» GOAL OF THE EXERCISE
Repeat each of the rows below word for word, leaving the pictures out of your answer.

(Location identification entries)
-=-=-=-=-
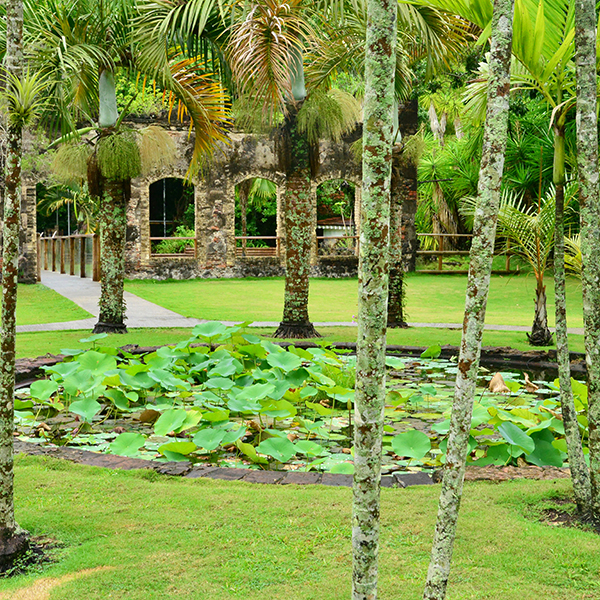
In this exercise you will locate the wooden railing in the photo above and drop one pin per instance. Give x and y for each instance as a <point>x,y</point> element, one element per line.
<point>76,253</point>
<point>442,253</point>
<point>338,245</point>
<point>272,247</point>
<point>188,251</point>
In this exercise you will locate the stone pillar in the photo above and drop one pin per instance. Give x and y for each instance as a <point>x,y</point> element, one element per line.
<point>214,223</point>
<point>28,235</point>
<point>137,217</point>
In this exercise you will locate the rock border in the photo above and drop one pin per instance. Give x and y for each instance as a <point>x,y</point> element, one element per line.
<point>29,369</point>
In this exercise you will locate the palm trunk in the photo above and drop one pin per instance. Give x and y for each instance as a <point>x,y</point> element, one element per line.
<point>589,202</point>
<point>580,475</point>
<point>482,251</point>
<point>13,540</point>
<point>298,234</point>
<point>540,334</point>
<point>113,228</point>
<point>372,293</point>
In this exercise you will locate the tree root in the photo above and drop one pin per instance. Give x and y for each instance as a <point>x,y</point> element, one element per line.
<point>396,325</point>
<point>540,337</point>
<point>14,544</point>
<point>296,331</point>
-=-=-=-=-
» THE COMPLETED TASK
In this exercise you will locate the wooden railing in the photo above and drop one pin per instance. Give x and y for each instance as a <point>x,y</point> element, one element per line.
<point>76,253</point>
<point>442,253</point>
<point>338,245</point>
<point>272,247</point>
<point>188,251</point>
In this exercise you will locate the stone pillar in the photo above and drop one pin per instance. Give x and y for each instance as a <point>x,y</point> element, one element per line.
<point>214,223</point>
<point>28,235</point>
<point>137,217</point>
In this exercise you will locate the rock border in the photo above and drop one pin per instance. Give x and y for each instance as a <point>x,y</point> element, one element per line.
<point>29,369</point>
In this exercise you will locate the palm trunk in the photo above and drop one pin per instance. Give x and y for each instance as a <point>x,y</point> element, one element per line.
<point>589,202</point>
<point>580,475</point>
<point>482,251</point>
<point>13,540</point>
<point>298,234</point>
<point>540,334</point>
<point>113,228</point>
<point>372,293</point>
In this exercise you will locate the tree root in the photo above and drop one pin per instance. Give x and y for each instance as a <point>x,y</point> element, one element per line.
<point>396,325</point>
<point>540,337</point>
<point>14,544</point>
<point>296,331</point>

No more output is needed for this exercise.